Alle publicaties


Zelfbeperking

Gedurende zijn lange reis passeerde Odysseus het eiland van de sirenen. Met hun verleidelijke zang probeerden deze iedereen aan land te lokken om de ongelukkige vervolgens te vermoorden. Odysseus vulde de oren van zijn bemanning met was zodat ze de verderfelijke zang niet kon horen. Hijzelf liet zich aan de mast vastbinden zodat hij wel kon luisteren zonder aan de dodelijke bekoring toe te kunnen geven.

Deze fabel uit de antieke oudheid gaat over zelfbeperking, oftewel het dilemma van een keuze tussen kortstondige impulsen en doelen op een langere termijn. Zo’n dilemma is niet specifiek voor de Griekse oudheid; hedendaagse tuiniers hebben er soms ook mee te kampen. Hun odyssee gaat bijvoorbeeld langs Engelse tuinen, plantenmarkten en kwekerijen – en precies daar loert dan ook de verleiding. De sirenen hier zitten in kweekpotten en hun geluidloze zang bevat de dwingende boodschap: ‘Kijk hoe zeldzaam en bijzonder ik ben. Bij het tuincentrum thuis zul je me niet vinden. Ook verder nergens meer. Het is nu of nooit…’ En in het refrein komt dan soms nog het woord Aanbieding! voor.

Waan van het moment
Anders dan Odysseus laten bezoekers van plantenmarkten hun handen niet vastbinden noch hun betaalkaart tijdelijk blokkeren. De spanning stijgt. Zullen ze bezwijken of niet? De kortstondige impuls blijkt vaak ijzersterk. Rationele vermogens raken bedwelmd door plantaardig schoon, en al gauw is er geen ontkomen meer aan. Die krachtige ramblerroos wordt gekocht, al staat er voor haar ontwikkeling slechts een schutting van 2,25 meter hoogte ter beschikking; zo’n unieke Hosta moet er ook nog bij, hoewel al haar voorgangers door slakken zijn opgegeten. En dat het lila van X hier zal vloeken bij het geelroze van Y thuis spreekt vanzelf; maar joh, al dat gezeur – gewoon doen, het komt vanzelf goed. Zo’n rambler kun je toch zeker snoeien? En dit Hostablad ziet er heel stevig uit, geen slak zal het lusten. Ja, de tuin ís natuurlijk al propvol maar voor één Gunnera vinden we heus nog wel een plekje … enzovoort. Allemaal krakkemikkige smoesjes om toe te kunnen geven aan de waan van het moment. Soms speelt ook nog mee dat voor het botanische uitje een lange reis en/of entreegeld vereist was, en dan lijkt het sneu om met lege handen weer naar huis te gaan.

Doel A:
Langs welke plaatsen gaat de odyssee van hedendaagse tuiniers volgens de tekst over zelfbeperking bijvoorbeeld? Noem ze allemaal.
Doel B:
Herhaal woordelijk het stuk uit de tekst over zelfbeperking dat begint bij "Gedurende zijn lange" en doorloopt tot en met "te kunnen geven.".
De gegevens spelen hier geen enkele rol.

Enkele gegevens:
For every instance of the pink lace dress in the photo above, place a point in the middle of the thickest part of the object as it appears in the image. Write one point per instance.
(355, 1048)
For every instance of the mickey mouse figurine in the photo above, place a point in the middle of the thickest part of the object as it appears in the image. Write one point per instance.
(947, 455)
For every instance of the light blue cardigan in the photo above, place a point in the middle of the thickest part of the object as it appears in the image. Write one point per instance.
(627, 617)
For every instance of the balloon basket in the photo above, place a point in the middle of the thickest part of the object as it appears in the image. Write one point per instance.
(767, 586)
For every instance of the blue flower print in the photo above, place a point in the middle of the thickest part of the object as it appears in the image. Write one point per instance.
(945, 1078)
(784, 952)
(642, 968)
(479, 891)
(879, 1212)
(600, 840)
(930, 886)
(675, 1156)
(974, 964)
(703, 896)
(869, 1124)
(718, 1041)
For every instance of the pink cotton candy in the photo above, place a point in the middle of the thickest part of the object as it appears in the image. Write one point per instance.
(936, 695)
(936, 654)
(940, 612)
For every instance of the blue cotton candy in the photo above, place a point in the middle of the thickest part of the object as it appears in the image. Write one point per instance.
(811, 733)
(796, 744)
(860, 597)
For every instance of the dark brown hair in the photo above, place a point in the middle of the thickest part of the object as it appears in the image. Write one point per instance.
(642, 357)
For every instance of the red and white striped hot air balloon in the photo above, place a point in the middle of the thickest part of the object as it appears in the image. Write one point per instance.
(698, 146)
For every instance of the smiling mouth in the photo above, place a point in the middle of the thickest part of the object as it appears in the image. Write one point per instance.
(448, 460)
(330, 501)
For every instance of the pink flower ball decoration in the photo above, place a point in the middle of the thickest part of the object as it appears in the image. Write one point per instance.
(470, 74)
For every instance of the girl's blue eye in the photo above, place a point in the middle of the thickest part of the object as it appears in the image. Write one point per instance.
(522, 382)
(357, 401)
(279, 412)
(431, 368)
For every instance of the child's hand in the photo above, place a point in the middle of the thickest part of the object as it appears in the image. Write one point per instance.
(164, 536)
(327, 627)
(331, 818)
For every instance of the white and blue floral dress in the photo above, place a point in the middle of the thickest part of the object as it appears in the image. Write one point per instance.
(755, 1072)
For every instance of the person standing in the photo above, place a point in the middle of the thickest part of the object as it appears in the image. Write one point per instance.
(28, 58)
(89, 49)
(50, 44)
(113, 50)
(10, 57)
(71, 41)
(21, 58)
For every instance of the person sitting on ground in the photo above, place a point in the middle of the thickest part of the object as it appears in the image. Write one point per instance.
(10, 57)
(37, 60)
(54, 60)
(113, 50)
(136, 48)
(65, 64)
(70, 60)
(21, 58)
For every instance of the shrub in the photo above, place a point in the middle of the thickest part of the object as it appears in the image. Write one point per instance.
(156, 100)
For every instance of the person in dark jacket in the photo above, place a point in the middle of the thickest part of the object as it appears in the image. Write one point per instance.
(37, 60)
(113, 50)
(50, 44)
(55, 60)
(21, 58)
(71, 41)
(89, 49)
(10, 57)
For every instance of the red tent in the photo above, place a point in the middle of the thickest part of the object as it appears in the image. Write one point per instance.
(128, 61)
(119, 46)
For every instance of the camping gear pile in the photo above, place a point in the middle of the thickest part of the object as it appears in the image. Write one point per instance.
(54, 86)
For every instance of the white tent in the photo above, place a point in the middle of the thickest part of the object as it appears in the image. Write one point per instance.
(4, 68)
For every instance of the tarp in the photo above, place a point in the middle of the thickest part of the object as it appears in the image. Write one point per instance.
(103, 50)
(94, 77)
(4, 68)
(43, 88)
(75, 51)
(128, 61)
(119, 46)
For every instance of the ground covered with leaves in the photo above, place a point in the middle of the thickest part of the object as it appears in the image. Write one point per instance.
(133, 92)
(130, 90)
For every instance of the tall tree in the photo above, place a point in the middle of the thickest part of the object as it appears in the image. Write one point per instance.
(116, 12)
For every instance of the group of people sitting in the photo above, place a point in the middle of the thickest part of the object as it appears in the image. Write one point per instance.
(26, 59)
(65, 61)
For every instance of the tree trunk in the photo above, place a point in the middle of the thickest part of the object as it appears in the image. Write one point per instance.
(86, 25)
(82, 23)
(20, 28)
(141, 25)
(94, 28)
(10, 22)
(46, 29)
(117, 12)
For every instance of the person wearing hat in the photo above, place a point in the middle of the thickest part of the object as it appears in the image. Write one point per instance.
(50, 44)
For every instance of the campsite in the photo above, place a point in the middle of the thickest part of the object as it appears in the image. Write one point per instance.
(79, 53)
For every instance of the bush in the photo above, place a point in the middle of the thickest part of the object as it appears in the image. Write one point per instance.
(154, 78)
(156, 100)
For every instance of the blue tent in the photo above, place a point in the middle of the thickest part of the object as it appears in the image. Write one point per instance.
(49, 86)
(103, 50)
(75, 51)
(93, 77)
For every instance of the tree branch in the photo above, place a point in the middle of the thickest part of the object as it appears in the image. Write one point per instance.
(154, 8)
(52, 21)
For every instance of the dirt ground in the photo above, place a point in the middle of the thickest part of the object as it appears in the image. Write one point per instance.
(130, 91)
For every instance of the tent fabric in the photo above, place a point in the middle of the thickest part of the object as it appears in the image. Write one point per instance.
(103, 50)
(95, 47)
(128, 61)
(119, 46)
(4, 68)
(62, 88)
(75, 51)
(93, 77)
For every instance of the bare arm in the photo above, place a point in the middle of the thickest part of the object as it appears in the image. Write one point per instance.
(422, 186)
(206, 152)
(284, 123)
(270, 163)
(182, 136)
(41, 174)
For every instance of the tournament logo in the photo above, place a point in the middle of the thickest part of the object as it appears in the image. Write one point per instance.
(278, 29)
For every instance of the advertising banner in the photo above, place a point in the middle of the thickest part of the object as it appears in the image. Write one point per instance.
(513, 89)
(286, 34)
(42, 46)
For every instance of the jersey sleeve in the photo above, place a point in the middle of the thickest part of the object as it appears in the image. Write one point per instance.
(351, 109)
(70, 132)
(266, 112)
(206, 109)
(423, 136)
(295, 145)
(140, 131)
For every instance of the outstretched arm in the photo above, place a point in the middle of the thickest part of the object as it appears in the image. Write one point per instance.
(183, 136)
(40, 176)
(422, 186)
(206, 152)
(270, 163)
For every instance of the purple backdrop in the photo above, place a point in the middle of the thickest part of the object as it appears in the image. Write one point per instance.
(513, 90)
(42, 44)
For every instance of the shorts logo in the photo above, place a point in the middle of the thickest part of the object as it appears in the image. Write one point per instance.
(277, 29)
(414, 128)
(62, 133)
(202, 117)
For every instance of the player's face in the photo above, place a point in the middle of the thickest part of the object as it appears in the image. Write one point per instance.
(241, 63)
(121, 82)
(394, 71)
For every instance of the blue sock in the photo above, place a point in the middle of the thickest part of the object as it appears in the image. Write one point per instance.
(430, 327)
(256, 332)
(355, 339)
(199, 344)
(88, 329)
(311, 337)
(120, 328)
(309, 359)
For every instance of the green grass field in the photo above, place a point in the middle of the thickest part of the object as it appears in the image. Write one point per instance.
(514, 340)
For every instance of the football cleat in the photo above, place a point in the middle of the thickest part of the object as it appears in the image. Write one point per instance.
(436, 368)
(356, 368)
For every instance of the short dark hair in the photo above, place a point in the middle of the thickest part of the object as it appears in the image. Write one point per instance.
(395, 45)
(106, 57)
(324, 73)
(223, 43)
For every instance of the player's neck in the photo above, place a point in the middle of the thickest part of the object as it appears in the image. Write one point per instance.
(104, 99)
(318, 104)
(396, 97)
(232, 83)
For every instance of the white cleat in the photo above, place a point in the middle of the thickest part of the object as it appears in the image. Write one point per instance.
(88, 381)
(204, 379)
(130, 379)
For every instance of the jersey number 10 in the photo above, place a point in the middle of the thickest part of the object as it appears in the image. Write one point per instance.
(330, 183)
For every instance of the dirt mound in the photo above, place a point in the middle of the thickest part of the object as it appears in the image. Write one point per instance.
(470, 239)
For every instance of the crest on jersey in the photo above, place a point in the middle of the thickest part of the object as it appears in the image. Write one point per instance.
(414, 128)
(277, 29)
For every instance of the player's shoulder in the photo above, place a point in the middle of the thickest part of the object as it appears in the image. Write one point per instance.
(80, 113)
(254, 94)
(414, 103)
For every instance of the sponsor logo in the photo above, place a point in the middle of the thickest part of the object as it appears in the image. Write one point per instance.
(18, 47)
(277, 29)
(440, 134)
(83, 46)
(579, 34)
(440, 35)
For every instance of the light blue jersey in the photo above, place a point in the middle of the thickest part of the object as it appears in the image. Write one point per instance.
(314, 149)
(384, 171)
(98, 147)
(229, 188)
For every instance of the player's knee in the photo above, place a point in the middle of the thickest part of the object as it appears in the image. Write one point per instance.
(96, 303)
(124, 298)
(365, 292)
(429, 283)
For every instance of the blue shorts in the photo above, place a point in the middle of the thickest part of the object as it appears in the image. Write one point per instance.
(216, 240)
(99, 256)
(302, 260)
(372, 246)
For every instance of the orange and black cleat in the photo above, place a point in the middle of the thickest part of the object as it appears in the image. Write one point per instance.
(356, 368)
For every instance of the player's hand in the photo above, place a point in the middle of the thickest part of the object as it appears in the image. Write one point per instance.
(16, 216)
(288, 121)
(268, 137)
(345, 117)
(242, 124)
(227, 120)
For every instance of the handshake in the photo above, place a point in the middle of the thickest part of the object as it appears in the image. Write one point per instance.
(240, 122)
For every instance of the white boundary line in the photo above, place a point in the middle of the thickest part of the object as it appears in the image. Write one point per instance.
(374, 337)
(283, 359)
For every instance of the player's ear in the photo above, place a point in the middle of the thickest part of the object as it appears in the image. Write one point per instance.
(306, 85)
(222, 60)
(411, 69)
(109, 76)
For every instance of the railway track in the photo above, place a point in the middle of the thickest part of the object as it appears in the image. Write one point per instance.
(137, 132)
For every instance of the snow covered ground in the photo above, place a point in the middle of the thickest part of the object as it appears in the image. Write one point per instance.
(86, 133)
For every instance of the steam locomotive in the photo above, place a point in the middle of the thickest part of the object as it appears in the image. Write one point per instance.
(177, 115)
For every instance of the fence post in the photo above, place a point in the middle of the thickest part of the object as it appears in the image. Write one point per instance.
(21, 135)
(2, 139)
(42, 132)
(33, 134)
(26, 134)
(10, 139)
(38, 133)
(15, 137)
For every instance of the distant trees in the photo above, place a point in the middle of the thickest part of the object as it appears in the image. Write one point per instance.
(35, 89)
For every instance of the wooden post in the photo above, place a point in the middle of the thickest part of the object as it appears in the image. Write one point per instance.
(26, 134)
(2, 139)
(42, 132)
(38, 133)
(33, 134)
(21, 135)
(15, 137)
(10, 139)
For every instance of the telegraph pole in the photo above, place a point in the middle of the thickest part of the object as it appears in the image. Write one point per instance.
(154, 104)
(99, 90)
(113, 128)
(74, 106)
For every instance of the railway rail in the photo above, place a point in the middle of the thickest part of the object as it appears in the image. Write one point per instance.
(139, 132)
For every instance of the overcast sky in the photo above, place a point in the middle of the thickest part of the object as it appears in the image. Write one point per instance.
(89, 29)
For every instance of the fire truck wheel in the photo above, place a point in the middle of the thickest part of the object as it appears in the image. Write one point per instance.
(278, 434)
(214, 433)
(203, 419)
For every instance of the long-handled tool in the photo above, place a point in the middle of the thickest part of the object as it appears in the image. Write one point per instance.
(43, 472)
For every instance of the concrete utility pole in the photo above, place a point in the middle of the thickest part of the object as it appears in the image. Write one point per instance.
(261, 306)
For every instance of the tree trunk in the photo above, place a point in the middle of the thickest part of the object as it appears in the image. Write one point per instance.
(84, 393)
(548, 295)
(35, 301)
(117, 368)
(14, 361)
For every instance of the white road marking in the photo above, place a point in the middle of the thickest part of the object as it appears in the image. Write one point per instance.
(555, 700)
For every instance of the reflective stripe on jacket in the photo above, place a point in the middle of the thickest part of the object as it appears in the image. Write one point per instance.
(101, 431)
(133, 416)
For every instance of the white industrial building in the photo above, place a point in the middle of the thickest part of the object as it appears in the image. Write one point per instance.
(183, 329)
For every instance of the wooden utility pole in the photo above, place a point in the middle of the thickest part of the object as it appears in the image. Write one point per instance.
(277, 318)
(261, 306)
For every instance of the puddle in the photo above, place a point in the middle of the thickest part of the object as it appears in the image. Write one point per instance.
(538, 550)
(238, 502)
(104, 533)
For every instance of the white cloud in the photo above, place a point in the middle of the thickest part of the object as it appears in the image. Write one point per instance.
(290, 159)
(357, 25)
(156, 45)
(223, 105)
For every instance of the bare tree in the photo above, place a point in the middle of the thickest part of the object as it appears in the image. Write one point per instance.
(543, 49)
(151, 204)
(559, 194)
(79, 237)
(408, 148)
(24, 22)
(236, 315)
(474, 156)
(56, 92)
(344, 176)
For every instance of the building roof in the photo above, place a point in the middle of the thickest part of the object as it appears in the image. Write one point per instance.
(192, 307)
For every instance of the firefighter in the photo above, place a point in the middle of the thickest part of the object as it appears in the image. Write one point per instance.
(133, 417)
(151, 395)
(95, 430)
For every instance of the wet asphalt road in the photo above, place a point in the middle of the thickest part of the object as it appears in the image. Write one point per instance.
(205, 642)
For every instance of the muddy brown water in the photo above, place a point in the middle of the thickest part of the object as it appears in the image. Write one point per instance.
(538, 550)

Uitgewerkt antwoord A:
Engelse tuinen, plantenmarkten en kwekerijen.

Uitgewerkt antwoord B:
Gedurende zijn lange reis passeerde Odysseus het eiland van de sirenen. Met hun verleidelijke zang probeerden deze iedereen aan land te lokken om de ongelukkige vervolgens te vermoorden. Odysseus vulde de oren van zijn bemanning met was zodat ze de verderfelijke zang niet kon horen. Hijzelf liet zich aan de mast vastbinden zodat hij wel kon luisteren zonder aan de dodelijke bekoring toe te kunnen geven.